▶ _Description of the task_
Counting every line in the records below that holds "segmentation", give the total and add nothing.

··· Records to use ···

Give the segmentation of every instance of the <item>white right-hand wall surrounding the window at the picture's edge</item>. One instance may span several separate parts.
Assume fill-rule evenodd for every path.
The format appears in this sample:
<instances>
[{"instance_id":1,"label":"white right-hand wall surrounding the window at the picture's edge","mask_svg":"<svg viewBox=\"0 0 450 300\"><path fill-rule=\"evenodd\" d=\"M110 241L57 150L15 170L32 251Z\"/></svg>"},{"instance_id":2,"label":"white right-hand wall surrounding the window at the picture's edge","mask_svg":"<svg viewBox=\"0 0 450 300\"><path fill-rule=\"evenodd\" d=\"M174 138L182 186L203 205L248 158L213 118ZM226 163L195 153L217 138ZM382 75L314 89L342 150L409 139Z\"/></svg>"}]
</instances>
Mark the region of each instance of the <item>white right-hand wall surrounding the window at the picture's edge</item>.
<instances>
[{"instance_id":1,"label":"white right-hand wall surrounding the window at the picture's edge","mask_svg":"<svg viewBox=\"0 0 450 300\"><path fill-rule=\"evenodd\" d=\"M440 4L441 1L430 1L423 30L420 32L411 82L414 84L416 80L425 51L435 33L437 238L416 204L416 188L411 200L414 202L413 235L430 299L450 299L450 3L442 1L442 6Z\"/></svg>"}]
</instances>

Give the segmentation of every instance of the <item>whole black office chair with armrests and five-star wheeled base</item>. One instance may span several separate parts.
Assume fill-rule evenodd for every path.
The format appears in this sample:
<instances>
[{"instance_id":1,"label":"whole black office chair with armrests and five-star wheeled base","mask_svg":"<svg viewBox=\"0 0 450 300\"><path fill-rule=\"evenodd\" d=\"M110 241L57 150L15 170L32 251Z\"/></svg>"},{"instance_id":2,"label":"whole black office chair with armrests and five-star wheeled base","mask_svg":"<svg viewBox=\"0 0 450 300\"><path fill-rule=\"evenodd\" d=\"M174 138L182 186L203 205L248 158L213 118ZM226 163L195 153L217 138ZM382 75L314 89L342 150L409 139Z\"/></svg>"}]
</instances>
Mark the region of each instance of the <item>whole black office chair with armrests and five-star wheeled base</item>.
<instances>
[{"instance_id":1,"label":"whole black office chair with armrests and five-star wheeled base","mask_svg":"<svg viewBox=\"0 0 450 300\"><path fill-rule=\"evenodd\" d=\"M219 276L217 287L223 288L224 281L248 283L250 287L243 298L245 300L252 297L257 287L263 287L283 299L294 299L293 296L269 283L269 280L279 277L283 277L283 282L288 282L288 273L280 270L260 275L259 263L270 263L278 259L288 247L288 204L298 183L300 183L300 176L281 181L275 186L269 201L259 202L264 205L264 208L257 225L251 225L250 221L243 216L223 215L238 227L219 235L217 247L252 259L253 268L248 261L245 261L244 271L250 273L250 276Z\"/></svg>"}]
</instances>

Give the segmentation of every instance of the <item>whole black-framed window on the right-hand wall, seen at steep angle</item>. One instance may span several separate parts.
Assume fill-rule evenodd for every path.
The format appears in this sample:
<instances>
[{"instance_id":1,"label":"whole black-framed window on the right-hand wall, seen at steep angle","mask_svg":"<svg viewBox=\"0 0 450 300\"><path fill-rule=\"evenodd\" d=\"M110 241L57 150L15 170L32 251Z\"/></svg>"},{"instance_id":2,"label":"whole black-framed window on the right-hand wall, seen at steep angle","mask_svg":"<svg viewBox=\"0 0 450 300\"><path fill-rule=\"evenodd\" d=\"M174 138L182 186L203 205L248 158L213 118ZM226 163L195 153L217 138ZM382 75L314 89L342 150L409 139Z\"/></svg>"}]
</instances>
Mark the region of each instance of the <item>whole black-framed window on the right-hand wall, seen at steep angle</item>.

···

▶ _Answer box_
3